» ABOUT THIS TASK
Examine the data line by line and report how many lines include the word "forested", with no additional output.

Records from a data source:

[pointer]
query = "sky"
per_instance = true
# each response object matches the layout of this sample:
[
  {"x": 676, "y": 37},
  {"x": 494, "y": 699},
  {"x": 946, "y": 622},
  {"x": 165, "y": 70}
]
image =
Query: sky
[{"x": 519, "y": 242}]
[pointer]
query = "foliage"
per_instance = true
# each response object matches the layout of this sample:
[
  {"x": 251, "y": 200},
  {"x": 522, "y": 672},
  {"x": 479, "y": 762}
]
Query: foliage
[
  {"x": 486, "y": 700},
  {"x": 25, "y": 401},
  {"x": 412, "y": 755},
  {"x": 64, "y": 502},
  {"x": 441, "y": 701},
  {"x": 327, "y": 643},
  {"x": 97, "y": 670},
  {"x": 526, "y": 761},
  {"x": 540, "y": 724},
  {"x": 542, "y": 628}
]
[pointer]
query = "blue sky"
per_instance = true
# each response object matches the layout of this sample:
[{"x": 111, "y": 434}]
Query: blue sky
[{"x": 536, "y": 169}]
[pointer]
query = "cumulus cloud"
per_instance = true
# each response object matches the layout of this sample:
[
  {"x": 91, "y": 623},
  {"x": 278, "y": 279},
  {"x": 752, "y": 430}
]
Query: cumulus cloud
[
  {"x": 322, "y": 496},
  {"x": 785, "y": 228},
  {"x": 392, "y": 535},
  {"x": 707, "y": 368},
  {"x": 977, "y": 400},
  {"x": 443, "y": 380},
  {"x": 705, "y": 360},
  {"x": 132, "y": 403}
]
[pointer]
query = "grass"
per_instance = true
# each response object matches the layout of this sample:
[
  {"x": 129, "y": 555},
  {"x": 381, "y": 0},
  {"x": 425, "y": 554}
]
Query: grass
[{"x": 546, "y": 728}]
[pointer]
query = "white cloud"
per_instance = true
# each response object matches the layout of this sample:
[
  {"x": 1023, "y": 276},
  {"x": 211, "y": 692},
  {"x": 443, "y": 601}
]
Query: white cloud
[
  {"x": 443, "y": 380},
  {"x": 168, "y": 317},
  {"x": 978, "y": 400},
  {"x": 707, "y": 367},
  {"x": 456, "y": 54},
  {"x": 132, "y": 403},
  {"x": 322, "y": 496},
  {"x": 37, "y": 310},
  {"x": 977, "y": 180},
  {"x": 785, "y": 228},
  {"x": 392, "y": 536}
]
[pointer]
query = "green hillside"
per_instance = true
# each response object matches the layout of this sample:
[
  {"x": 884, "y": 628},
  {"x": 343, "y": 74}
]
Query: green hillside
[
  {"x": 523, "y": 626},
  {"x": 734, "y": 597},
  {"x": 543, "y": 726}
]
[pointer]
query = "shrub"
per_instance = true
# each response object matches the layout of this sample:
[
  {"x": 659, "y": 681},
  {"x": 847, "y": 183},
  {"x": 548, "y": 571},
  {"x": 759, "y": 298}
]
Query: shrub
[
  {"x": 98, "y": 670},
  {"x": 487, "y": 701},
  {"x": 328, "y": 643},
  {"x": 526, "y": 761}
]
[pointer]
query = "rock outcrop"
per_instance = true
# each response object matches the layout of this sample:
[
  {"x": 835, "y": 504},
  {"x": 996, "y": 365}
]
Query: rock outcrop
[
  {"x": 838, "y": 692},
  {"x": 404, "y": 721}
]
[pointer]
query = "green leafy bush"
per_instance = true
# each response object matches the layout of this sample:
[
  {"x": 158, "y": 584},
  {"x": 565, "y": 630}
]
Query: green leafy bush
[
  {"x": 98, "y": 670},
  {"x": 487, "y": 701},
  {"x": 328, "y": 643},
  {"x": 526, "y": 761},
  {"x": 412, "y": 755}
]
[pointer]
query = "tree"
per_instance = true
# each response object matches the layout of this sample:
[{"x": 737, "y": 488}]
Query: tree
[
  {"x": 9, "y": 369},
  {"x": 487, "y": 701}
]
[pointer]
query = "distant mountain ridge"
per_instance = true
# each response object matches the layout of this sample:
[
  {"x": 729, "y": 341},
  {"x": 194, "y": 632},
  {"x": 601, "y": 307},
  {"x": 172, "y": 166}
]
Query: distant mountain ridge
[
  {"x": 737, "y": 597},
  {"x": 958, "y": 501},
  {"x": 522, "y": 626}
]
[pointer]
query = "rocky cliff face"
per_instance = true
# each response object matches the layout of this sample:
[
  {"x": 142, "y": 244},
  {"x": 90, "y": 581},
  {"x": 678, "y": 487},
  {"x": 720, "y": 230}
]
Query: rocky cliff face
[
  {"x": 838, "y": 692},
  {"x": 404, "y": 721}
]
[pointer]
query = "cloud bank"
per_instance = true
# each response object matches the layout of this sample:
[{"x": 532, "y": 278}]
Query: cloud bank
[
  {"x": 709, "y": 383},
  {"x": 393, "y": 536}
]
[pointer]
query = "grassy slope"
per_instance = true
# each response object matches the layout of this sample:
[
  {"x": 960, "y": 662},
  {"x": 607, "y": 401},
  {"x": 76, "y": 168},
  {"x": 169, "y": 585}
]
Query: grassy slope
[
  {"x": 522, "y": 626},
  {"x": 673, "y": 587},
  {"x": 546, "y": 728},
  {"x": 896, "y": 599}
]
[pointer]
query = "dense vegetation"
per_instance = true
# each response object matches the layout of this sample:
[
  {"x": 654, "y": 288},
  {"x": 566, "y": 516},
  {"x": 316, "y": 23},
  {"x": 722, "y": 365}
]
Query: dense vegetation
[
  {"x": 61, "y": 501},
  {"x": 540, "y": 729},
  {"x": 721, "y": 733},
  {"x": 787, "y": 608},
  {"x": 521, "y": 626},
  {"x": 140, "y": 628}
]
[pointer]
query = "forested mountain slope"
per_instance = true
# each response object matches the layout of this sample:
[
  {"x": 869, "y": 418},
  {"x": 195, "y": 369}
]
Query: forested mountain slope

» ANSWER BOX
2